| The problem |
Rewrite every line of the records below as a Markdown table with the columns "Row" and "Line." Number the rows in order and leave out the blank lines.

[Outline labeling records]
-- start --

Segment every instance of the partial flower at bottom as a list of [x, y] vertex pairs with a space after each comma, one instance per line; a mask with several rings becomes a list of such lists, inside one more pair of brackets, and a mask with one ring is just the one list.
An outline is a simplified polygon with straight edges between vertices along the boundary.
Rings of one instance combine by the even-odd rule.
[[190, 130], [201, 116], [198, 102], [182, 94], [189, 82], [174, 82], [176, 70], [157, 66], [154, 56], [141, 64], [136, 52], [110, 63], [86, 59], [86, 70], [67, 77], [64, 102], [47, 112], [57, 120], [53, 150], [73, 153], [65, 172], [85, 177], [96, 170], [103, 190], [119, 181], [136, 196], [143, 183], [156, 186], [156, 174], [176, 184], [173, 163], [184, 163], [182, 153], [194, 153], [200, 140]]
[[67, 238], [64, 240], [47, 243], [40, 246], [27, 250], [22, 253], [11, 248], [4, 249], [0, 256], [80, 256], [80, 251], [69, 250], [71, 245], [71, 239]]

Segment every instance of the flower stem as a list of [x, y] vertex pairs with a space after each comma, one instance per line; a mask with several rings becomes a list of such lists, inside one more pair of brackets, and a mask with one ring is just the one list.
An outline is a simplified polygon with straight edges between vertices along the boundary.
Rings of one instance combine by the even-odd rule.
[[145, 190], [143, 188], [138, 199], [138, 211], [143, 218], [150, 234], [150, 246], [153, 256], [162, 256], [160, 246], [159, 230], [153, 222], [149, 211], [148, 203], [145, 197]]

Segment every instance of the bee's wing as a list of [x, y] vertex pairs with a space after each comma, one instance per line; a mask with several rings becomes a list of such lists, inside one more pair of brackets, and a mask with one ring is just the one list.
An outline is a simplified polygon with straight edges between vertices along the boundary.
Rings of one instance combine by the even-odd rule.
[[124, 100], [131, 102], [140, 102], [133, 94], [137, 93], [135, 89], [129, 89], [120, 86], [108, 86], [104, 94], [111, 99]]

-- end --

| Solution to this problem |
| Row | Line |
|---|---|
| 1 | Segment every instance of the partial flower at bottom as a list of [x, y] vertex pairs with a space after each comma, one instance per line; a mask with several rings becomes a list of such lists, inside one more pair of brackets, and a mask with one ring is just the one list. |
| 2 | An outline is a simplified polygon with straight edges between vertices along the boundary. |
| 3 | Rings of one instance combine by the even-odd rule. |
| 4 | [[190, 130], [201, 116], [198, 102], [182, 94], [189, 82], [174, 82], [176, 70], [157, 66], [154, 56], [141, 64], [136, 52], [110, 63], [86, 59], [86, 70], [67, 77], [64, 102], [47, 112], [57, 120], [53, 150], [73, 153], [65, 172], [85, 177], [96, 170], [103, 190], [119, 181], [136, 196], [143, 183], [156, 186], [156, 174], [176, 184], [173, 163], [184, 163], [182, 153], [194, 153], [200, 140]] |
| 5 | [[67, 238], [64, 240], [47, 243], [40, 246], [27, 250], [22, 253], [11, 248], [4, 249], [0, 256], [80, 256], [80, 251], [69, 250], [71, 245], [71, 239]] |
| 6 | Segment every instance of the flower stem as a list of [x, y] vertex pairs with a space after each comma, one instance per line; a mask with several rings becomes a list of such lists, inside one more pair of brackets, and a mask with one ring is just the one list. |
| 7 | An outline is a simplified polygon with straight edges between vertices along the boundary. |
| 8 | Rings of one instance combine by the even-odd rule. |
| 9 | [[145, 190], [143, 188], [138, 199], [138, 211], [143, 218], [150, 234], [150, 246], [153, 256], [162, 256], [160, 246], [159, 230], [153, 222], [149, 211], [148, 203], [145, 197]] |
| 10 | Segment every instance of the bee's wing as a list of [x, y] vertex pairs with a space after each comma, one instance per line; a mask with several rings becomes a list of such lists, inside one more pair of brackets, and a mask with one ring is just the one list. |
| 11 | An outline is a simplified polygon with straight edges between vertices along the boundary. |
| 12 | Rings of one instance combine by the even-odd rule. |
| 13 | [[124, 100], [131, 102], [140, 102], [133, 94], [137, 93], [135, 89], [129, 89], [120, 86], [108, 86], [104, 94], [111, 99]] |